_Text for analysis:_
_ _ _ _ _ _ _
KIEV: International Monetary Fund (IMF) headquarters in Brussels, IMF Managing Director Christine Lagarde announced that the IMF will extend an approximately $17.5 billion bailout package to shore up Ukraine, which has been ruined by nearly a year of austerity measures and continuous fighting against pro-Russian separatists in the industrial eastern Donbass region.
Lagarde told reporters that the distribution of the loans and demanded reforms would be “a turning point for Ukraine.”
Her announcement came on the same day as the declaration of a new ceasefire deal between Kiev and the separatists in east Ukraine, slated to go into effect.
Lagarde stated that the agreement would “support immediate economic stabilization in Ukraine as well as a set of bold policy reforms aimed at restoring robust growth over the medium term.”
In Orwellian style, she claimed that the agreement was aimed at “improving living standards for the Ukrainian people.”
The response of the economic markets to the announcement of the agreement was largely negative, with the hryvnia falling as much as 3.1 percent against the dollar.
The Ukrainian currency has lost 67 percent of its value against the dollar over the last year, severely impacting living standards and slashing government revenue.
The agreement is a further restructuring of the Ukrainian economy in the favor of Western business interests and away from Russia. Eldar Vakhitov, an economist at Barclays Plc in London, told Bloomberg Business,
“The new program announced today covers the shortfall, though does not go much beyond that. The government in Ukraine may now turn to bondholders to discuss the restructuring of debt.”
The Ukrainian economy, which is in shambles in the aftermath of last year’s US- and EU-backed coup, contracted by more than 7 percent in 2014 and is projected by the World Bank to contract by more than 2 percent in 2015.
According to the State Statistics Service, inflation has risen dramatically from 1.2 percent at the beginning of 2014 to nearly 29 percent last month.
The official unemployment rate stood at 9.9 percent at the end of September last year and is expected to rise to more than 10 percent this year.
The announcement of a new loan agreement is a prelude to the implementation of further shock therapy against the working class in Ukraine.
The distribution of the tranche of loans is predicated on the implementation of deeper austerity measures that will devastate the living standards of the most vulnerable layers of society.
_ _ _ _ _ _ _
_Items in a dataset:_
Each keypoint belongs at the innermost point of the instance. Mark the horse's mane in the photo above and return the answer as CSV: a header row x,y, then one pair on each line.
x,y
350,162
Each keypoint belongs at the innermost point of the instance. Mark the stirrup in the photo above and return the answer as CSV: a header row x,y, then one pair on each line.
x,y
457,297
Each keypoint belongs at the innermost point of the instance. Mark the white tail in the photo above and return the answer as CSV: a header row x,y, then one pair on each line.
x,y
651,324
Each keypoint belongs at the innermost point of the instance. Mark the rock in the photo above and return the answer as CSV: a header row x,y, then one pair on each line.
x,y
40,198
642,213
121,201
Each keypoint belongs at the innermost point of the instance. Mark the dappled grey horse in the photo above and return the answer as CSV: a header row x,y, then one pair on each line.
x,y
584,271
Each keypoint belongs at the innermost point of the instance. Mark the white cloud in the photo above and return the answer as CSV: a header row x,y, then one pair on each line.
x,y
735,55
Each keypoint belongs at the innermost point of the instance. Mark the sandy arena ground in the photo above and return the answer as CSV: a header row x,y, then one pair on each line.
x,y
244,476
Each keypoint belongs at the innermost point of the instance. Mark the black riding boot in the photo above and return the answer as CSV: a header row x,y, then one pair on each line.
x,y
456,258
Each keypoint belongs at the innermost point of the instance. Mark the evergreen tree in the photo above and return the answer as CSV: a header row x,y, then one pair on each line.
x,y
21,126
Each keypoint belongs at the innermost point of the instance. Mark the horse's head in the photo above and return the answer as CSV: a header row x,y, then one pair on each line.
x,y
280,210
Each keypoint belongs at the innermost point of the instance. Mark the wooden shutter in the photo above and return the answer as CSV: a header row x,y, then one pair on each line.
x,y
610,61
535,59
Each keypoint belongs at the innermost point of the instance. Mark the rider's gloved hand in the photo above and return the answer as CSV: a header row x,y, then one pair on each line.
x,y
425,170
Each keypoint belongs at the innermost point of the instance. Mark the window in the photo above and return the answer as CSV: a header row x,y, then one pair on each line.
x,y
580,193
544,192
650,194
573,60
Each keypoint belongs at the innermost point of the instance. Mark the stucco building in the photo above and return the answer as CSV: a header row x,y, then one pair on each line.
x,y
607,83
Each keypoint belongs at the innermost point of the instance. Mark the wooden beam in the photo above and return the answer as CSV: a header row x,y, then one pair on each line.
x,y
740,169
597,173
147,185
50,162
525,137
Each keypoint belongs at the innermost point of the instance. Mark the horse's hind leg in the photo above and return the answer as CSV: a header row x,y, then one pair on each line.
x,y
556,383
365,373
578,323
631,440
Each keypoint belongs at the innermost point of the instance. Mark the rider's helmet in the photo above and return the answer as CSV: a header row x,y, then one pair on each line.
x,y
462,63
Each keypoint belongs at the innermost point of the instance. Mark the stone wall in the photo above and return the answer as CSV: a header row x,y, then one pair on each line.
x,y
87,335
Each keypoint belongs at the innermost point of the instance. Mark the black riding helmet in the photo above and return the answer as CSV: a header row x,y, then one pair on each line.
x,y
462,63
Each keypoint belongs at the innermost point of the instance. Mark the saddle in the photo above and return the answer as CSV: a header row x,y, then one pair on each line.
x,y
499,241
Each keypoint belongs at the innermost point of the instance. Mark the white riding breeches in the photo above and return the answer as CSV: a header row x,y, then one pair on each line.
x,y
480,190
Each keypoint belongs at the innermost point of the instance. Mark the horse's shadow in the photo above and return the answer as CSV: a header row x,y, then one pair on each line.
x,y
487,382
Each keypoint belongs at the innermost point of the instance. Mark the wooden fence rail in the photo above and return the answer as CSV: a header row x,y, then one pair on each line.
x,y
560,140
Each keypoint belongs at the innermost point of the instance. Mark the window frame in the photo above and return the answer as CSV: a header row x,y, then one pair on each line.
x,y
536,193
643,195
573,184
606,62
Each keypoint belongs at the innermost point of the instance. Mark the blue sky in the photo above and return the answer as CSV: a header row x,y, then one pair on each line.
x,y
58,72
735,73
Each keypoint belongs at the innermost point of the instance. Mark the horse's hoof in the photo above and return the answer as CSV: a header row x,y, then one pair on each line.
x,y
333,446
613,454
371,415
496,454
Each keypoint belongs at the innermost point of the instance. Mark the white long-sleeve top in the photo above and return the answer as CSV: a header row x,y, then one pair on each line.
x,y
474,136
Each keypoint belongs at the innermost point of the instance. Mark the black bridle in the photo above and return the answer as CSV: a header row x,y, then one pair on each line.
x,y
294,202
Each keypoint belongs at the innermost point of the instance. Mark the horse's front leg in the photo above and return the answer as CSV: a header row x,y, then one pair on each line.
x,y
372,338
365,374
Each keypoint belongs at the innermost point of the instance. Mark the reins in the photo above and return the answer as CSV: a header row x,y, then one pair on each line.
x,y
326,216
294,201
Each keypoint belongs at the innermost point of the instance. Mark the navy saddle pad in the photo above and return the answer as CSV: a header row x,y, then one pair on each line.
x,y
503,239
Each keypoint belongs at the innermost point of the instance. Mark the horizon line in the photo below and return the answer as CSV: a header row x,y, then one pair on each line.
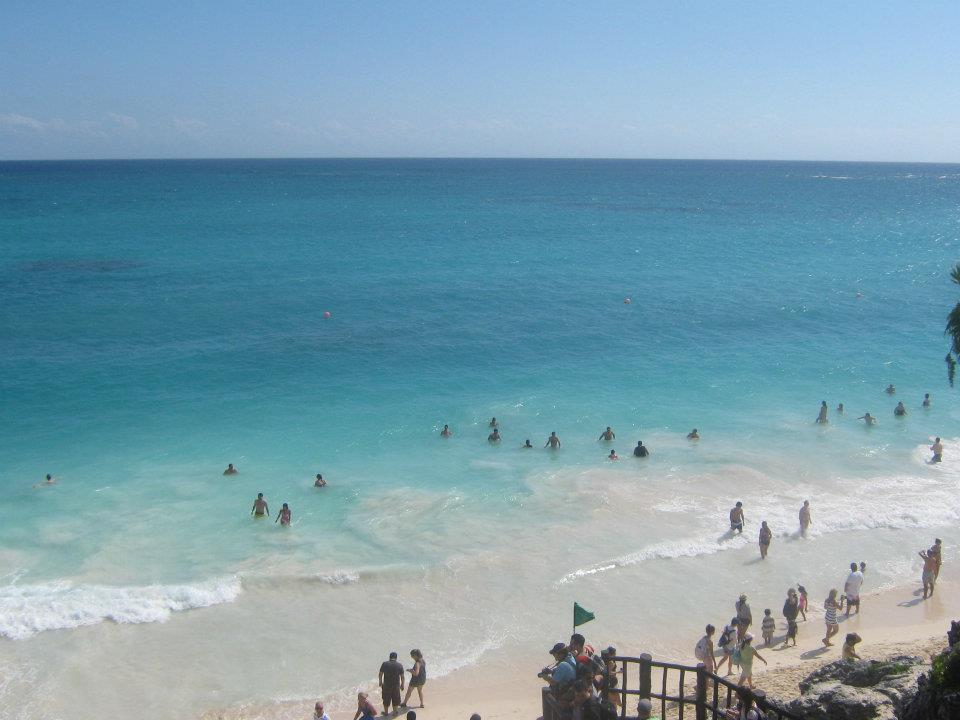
x,y
239,158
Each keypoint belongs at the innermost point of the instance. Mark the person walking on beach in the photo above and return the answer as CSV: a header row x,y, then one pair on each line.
x,y
418,676
766,535
390,680
929,575
830,616
728,643
851,588
703,650
805,518
790,609
365,708
744,616
260,507
822,417
747,653
737,518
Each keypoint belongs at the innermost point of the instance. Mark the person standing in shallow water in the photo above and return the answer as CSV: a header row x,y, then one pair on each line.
x,y
737,518
418,677
822,417
805,518
766,535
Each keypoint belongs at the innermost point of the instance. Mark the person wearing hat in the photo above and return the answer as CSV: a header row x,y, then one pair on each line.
x,y
565,669
365,708
747,653
644,710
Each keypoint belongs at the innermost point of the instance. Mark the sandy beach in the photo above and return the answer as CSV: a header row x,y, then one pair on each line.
x,y
503,685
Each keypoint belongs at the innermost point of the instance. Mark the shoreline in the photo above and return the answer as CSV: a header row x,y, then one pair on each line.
x,y
502,684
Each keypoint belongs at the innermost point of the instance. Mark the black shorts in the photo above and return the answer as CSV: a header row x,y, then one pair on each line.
x,y
391,696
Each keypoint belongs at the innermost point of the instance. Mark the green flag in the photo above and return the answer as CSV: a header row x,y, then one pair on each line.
x,y
580,616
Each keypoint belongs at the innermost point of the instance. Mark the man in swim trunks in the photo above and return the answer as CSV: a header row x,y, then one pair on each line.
x,y
260,507
851,588
805,518
929,575
737,517
391,683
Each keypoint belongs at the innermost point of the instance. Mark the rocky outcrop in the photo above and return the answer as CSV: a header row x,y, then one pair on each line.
x,y
859,689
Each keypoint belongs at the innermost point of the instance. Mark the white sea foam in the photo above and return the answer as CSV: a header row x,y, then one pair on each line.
x,y
29,609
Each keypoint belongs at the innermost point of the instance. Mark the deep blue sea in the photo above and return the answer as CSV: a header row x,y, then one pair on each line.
x,y
161,319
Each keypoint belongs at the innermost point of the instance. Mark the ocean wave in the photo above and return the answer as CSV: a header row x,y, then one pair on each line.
x,y
26,610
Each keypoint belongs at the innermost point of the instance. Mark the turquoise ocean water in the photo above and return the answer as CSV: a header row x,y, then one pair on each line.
x,y
161,319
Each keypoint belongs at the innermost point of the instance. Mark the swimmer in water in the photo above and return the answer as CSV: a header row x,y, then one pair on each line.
x,y
822,417
260,507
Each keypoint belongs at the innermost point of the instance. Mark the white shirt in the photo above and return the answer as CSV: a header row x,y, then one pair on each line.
x,y
852,587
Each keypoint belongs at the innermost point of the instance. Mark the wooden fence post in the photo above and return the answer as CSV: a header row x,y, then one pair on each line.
x,y
701,691
645,660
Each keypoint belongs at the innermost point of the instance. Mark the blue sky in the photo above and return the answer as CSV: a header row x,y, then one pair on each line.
x,y
753,80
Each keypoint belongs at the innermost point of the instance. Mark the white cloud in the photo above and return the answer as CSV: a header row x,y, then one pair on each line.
x,y
189,124
124,121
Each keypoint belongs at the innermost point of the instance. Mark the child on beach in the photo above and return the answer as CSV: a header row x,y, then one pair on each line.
x,y
802,605
767,627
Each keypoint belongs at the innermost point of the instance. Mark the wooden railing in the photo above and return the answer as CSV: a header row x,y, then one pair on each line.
x,y
709,696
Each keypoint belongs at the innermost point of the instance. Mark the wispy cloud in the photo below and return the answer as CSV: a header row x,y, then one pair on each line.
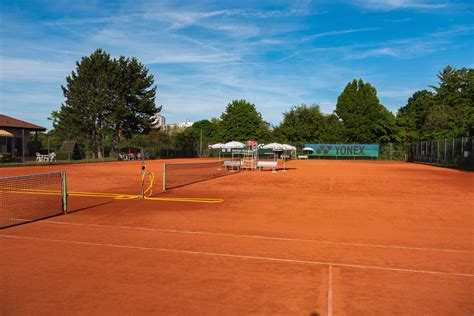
_ _ _ _ _ _ _
_Exercise 1:_
From the article on the IMF bailout for Ukraine, output the passage starting at "The Ukrainian currency" and ending at "slashing government revenue.".
_Exercise 2:_
In the article on the IMF bailout for Ukraine, how far did the hryvnia fall against the dollar after the agreement was announced?

_Task solution 1:_
The Ukrainian currency has lost 67 percent of its value against the dollar over the last year, severely impacting living standards and slashing government revenue.

_Task solution 2:_
As much as 3.1 percent.